大规模图处理

各种网络及其度

无/有向网络中节点的度

无向网络

Degree (or degree centrality) of a vertex: $d(v_i)$ ：

$d(v_i) = |v_j| \ s.t. \ e_{ij} \in E \wedge e_{ij} = e_{ji}$，$\#$ of edges connected to it

eg. 下图中 $d(A) = 4,\ d(H) = 2$

有向网络

In-degree of a vertex $d_{in}(v_i)$ ： $d_{in}(v_i) = |v_j| \ s.t. \ e_{ij} \in E$ ，$\#$ of edges pointing to $v_i$

Out-degree of a vertex $d_{out}(v_i)$ ： $d_{out}(v_i) = |v_j| \ s.t. \ e_{ji} \in E$ ，$\#$ of edges from $v_i$

eg. 下图中 $d_{in}(A) = 3, \ d_{out}(A) = 1;\ d_{in}(B) = 2, \ d_{out}(B) = 2$

各网络及其度的定义

Simple network: If a network has neither self-edges nor multi-edges

Multi-edge (multigraph): If more than one edge between the same pair of vertices

Self-loop: If an edge connects vertex to itself

Direct graph (digraph): If each edge has a direction

Weighted graph: If a weight $w_{ij}$ (a real number ) is associated with each edge $v_{ij}$

L: 总链接数 <K>: 平均度

网络图结构及性质

Subgraph: A subset of the nodes and edges in a graph/network

Clique (complete graph): Every node is connected to every other

Singleton vs. dyad (two nodes and their relationship) vs. triad:

Ego-centric network: A net work pull out by selecting a node and all of its connections

度的分布

Degree sequence

The list of degrees of the nodes sorted in non-increasing order. Eg: in $G_1$ ，degree sequence:(4, 3, 2, 2, 1)

Degree frequency distribution

Let $N_K$ denote the $\#$ of vertices with degree k, $(N_0,N_1,\dots,N_t), \ t$ is max degree for a node

Eg: in $G_1$ ，degree frequency distribution: (0, 1, 2, 1, 1)

Degree distribution

Probability mass function $f$ for random variable $X$:

$(f(0), f(1),\dots,f(t)),\ where\ f(k) = P(X=k) = N_k/n$

Eg: in ​ $G_1$ ，degree distribution: (0, 0.2, 0.4, 0.2, 0.2)

路径

Walk

In a graph $G$ between nodes $X$ and $Y$ : ordered sequence of vertices, starting at $X$ and ending at $Y$, s.t. there is an edge between every pair of consecutive vertices

Hop

The length of the walk

Path

A walk with distinct vertices

Shortest Path (geodesic path, $d$ )

- _所给数据_:
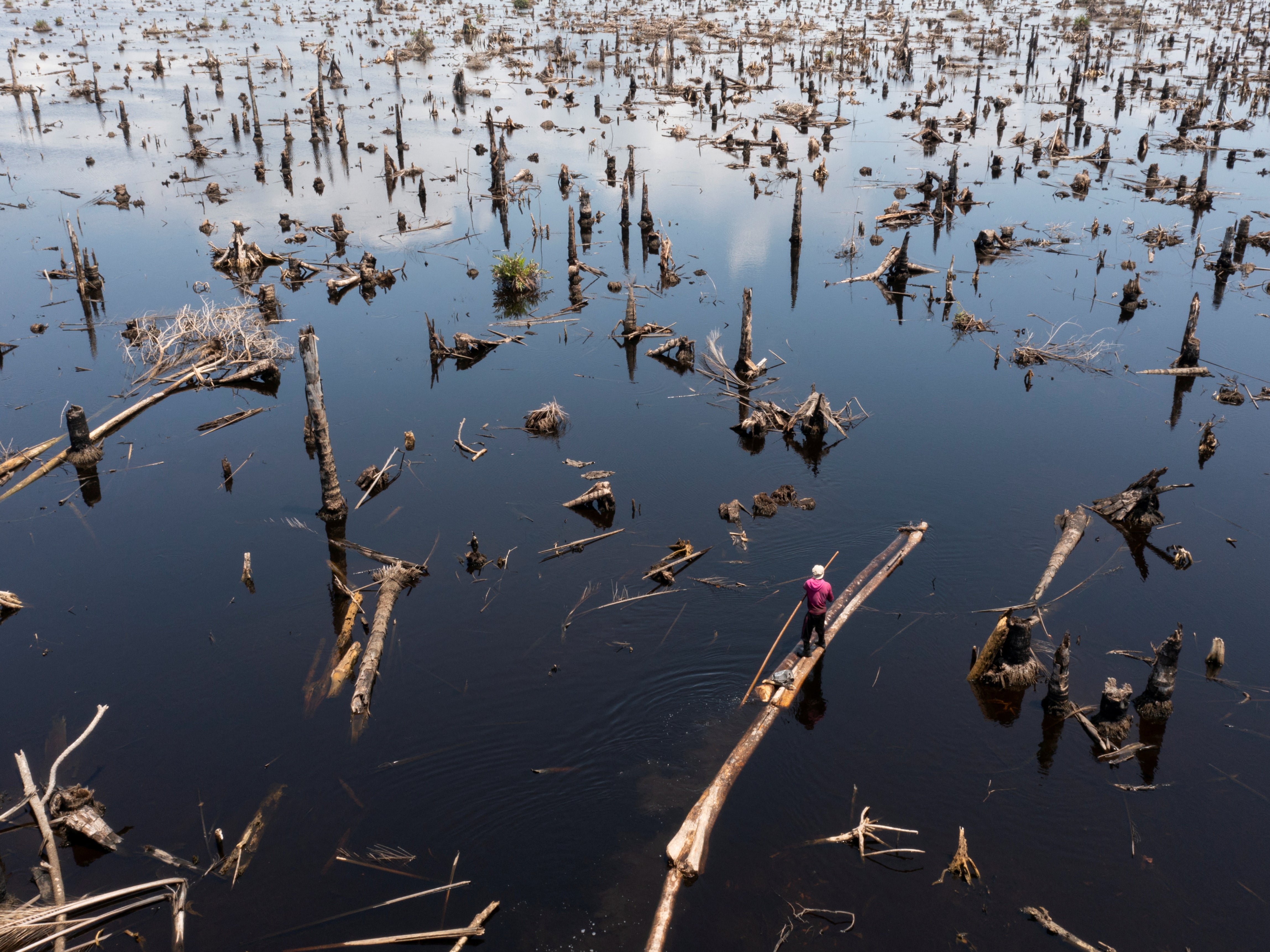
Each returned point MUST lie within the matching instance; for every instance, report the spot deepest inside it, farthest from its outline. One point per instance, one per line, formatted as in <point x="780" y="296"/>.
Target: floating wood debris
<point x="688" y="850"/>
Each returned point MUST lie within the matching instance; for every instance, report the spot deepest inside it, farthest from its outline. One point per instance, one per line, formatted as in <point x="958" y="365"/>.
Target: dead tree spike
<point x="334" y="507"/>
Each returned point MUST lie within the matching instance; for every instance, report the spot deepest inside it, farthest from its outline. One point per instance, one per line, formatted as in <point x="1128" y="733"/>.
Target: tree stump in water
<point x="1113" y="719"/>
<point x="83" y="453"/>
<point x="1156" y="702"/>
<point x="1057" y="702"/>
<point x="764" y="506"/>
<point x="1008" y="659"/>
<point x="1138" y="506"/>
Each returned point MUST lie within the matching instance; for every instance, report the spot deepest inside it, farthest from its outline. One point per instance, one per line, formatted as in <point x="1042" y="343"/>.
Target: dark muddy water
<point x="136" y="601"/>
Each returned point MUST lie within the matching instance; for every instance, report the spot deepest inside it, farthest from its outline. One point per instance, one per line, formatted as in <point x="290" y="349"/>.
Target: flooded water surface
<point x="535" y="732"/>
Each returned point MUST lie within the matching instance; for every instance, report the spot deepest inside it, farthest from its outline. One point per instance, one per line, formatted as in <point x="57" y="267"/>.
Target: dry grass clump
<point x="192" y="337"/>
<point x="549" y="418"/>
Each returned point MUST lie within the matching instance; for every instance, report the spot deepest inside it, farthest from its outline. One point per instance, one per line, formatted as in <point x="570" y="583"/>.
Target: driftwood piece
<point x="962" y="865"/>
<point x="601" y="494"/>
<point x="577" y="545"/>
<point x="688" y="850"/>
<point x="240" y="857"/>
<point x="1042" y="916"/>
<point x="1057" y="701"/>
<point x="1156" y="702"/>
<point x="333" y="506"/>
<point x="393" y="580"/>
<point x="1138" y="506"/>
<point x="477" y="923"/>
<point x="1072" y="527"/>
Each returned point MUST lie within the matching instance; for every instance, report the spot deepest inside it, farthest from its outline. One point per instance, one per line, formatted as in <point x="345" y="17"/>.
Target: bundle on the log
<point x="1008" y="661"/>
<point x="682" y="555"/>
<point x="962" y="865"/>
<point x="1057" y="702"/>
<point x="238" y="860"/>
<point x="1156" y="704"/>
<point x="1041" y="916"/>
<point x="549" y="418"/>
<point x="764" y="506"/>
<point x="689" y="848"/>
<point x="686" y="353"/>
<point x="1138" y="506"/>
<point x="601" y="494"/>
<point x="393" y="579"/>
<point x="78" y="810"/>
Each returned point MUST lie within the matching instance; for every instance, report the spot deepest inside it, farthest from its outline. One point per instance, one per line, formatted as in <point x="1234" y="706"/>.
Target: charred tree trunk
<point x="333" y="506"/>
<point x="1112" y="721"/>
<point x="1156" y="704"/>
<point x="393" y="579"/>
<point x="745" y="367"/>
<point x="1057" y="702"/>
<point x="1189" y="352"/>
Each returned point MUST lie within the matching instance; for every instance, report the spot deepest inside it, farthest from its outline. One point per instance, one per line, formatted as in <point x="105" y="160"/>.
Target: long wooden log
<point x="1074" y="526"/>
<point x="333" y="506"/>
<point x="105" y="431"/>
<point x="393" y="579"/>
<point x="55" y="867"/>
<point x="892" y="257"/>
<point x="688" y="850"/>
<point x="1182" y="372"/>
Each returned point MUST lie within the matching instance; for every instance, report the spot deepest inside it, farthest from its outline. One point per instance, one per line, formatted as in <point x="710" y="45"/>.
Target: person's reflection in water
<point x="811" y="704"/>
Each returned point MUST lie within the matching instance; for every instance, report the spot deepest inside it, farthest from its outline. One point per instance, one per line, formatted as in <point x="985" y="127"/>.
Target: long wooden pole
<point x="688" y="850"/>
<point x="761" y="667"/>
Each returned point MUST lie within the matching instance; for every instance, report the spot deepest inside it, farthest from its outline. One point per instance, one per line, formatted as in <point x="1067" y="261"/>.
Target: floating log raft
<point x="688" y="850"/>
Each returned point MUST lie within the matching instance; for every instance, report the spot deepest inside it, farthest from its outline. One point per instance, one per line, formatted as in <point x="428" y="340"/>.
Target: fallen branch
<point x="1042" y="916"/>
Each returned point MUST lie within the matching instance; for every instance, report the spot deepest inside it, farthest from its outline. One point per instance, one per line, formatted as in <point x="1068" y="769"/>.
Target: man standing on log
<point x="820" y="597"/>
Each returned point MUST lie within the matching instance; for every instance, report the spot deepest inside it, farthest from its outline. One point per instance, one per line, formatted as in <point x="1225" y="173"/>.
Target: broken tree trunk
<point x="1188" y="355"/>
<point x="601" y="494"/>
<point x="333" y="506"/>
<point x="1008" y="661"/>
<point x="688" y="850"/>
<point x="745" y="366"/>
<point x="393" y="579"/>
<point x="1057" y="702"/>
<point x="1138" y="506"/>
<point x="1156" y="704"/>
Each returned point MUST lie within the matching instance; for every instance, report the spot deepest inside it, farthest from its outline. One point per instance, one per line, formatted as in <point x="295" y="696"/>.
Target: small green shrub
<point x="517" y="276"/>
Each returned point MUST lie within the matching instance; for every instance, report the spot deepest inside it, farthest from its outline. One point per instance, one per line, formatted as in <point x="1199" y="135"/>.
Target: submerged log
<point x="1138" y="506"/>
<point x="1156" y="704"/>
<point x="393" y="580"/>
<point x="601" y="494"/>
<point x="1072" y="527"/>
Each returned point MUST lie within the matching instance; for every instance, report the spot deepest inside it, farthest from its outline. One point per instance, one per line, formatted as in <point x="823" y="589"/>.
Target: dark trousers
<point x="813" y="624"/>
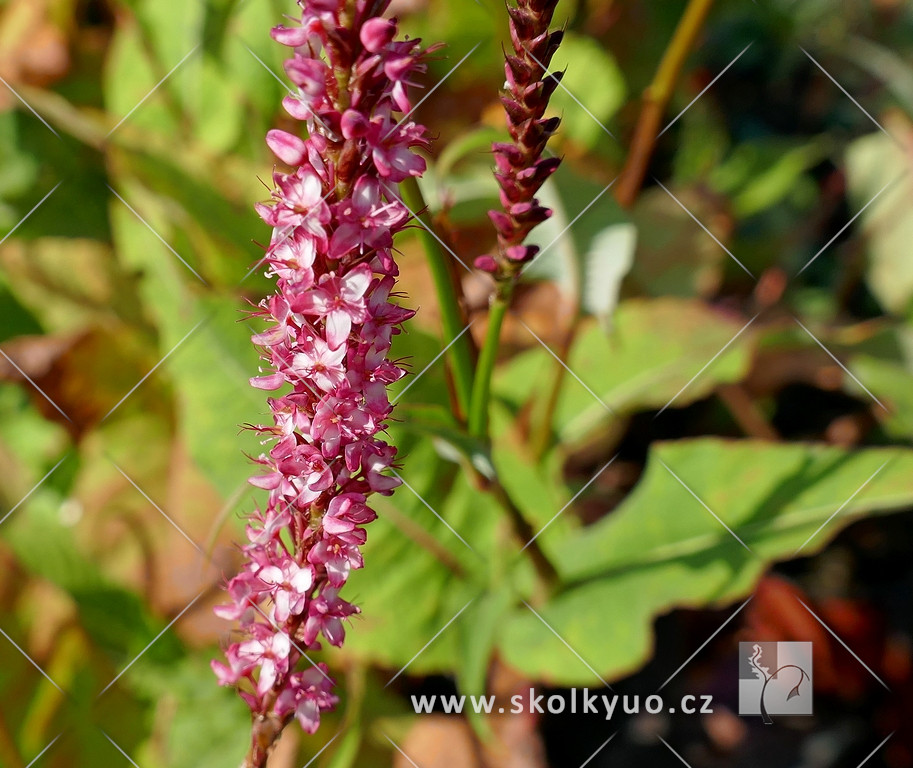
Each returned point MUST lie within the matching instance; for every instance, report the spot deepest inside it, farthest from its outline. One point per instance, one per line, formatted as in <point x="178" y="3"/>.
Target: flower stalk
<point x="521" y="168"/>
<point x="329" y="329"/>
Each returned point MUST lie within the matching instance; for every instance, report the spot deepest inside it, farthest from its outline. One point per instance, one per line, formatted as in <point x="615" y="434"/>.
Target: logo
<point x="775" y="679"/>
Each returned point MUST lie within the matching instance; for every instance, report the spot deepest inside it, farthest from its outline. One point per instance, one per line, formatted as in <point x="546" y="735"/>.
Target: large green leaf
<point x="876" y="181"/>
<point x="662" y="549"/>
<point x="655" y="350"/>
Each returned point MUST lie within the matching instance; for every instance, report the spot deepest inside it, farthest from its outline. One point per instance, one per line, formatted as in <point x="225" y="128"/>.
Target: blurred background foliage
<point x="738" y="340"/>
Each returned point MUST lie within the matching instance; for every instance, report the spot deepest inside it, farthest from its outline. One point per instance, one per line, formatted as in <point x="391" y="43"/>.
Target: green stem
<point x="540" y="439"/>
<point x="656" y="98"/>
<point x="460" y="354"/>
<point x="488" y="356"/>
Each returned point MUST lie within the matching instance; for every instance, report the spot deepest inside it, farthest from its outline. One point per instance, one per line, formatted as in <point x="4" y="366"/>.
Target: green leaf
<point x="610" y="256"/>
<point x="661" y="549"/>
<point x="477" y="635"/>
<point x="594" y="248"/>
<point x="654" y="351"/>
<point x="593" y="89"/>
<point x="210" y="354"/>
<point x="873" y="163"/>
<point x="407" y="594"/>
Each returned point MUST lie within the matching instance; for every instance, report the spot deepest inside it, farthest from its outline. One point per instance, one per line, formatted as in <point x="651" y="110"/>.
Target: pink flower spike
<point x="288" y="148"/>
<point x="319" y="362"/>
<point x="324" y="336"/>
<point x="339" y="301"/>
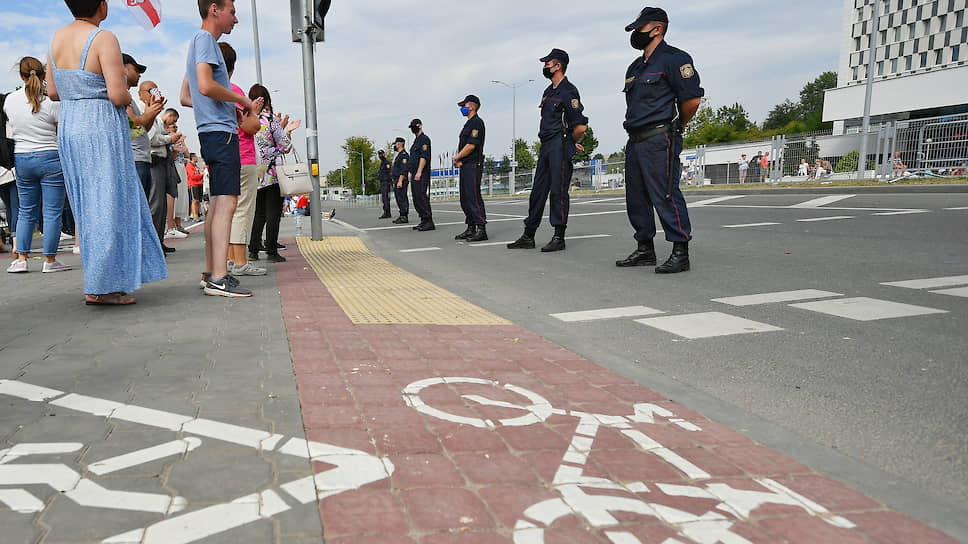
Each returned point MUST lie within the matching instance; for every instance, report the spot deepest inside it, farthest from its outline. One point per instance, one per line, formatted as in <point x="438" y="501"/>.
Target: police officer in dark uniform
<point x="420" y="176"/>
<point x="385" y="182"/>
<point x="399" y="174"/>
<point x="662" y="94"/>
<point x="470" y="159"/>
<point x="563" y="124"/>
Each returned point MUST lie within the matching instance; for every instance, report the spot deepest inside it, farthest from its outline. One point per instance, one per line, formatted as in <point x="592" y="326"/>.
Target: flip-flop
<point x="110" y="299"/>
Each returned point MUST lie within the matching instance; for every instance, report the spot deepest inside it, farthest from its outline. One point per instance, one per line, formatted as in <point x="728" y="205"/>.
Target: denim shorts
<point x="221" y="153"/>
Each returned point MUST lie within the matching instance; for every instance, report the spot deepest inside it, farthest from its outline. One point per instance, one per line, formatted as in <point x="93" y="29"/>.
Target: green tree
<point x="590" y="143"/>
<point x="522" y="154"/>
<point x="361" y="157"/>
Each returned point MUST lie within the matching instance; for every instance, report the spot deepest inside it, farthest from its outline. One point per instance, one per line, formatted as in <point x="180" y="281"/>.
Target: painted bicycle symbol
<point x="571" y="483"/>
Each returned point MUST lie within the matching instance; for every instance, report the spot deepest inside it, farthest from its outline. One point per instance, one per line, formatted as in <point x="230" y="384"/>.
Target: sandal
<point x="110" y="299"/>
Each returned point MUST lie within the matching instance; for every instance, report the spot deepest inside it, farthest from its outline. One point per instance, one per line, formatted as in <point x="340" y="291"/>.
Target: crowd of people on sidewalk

- _练习说明_: 以下三个说法是否与这篇关于大规模图处理的文章相符？(a) 简单网络既没有自环也没有多重边；(b) 度序列是按非递减顺序排列的节点度列表；(c) 路径是顶点互不相同的游走。请逐条回答“是”或“否”，并原样引用文章中起决定作用的字句。

- _练习结果_:
(a) 是。"Simple network: If a network has neither self-edges nor multi-edges"
(b) 否。"The list of degrees of the nodes sorted in non-increasing order"
(c) 是。"A walk with distinct vertices"